Return every line of the items below that contains the word "lake".
★ ★ ★ ★ ★
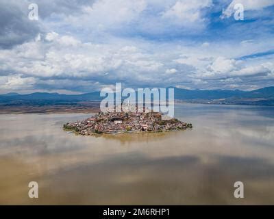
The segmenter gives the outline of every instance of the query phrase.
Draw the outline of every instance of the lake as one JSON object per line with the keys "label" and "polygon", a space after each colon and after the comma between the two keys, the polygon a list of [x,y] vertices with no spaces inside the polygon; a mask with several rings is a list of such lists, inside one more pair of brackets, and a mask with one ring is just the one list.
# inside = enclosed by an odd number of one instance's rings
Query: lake
{"label": "lake", "polygon": [[[193,125],[180,131],[62,130],[89,116],[0,115],[0,204],[274,204],[273,107],[177,104]],[[238,181],[244,198],[234,196]]]}

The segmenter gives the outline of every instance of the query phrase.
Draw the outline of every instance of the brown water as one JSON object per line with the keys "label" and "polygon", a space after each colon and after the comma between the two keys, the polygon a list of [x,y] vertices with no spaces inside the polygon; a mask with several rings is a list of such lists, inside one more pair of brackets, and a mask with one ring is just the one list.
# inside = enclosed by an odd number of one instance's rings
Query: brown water
{"label": "brown water", "polygon": [[62,130],[87,114],[0,115],[0,204],[274,204],[273,110],[177,105],[192,130],[100,137]]}

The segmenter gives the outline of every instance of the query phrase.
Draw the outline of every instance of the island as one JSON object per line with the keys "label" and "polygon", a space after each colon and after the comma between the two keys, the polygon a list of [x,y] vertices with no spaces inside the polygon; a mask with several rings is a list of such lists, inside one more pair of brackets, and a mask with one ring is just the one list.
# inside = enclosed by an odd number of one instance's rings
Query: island
{"label": "island", "polygon": [[64,124],[64,130],[82,136],[125,132],[163,132],[192,129],[177,118],[162,119],[159,112],[99,112],[84,120]]}

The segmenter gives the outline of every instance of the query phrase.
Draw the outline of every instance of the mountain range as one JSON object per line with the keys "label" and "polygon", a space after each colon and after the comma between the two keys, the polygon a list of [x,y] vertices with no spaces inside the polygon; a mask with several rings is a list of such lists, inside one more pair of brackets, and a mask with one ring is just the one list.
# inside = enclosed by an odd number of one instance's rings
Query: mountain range
{"label": "mountain range", "polygon": [[[251,91],[239,90],[186,90],[174,88],[175,99],[197,103],[274,105],[274,86]],[[0,95],[1,105],[64,104],[79,101],[99,101],[99,92],[82,94],[34,92],[28,94],[8,93]]]}

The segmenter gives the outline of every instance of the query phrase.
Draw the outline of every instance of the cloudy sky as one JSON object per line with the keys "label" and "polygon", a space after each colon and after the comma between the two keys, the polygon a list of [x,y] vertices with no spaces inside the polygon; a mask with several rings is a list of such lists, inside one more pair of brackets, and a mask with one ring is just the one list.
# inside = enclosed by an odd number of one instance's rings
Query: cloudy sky
{"label": "cloudy sky", "polygon": [[[234,18],[234,5],[244,20]],[[29,5],[38,6],[30,20]],[[0,0],[0,93],[274,86],[274,0]]]}

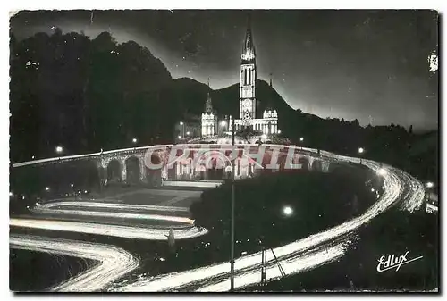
★ ★ ★ ★ ★
RESULT FOR THIS EXERCISE
Draw the outline of every instance of the lake as one JSON object per line with the keys "label" and "polygon", a space after each colon and after the comma between the two keys, the polygon a list of [x,y] vertices with no spaces inside the polygon; a mask with several rings is a list of such lists, inside one more pair of brackets, and a mask with one ring is just the one list.
Query: lake
{"label": "lake", "polygon": [[[193,125],[180,131],[62,130],[89,116],[0,115],[0,204],[274,204],[273,107],[177,104]],[[238,181],[244,198],[234,196]]]}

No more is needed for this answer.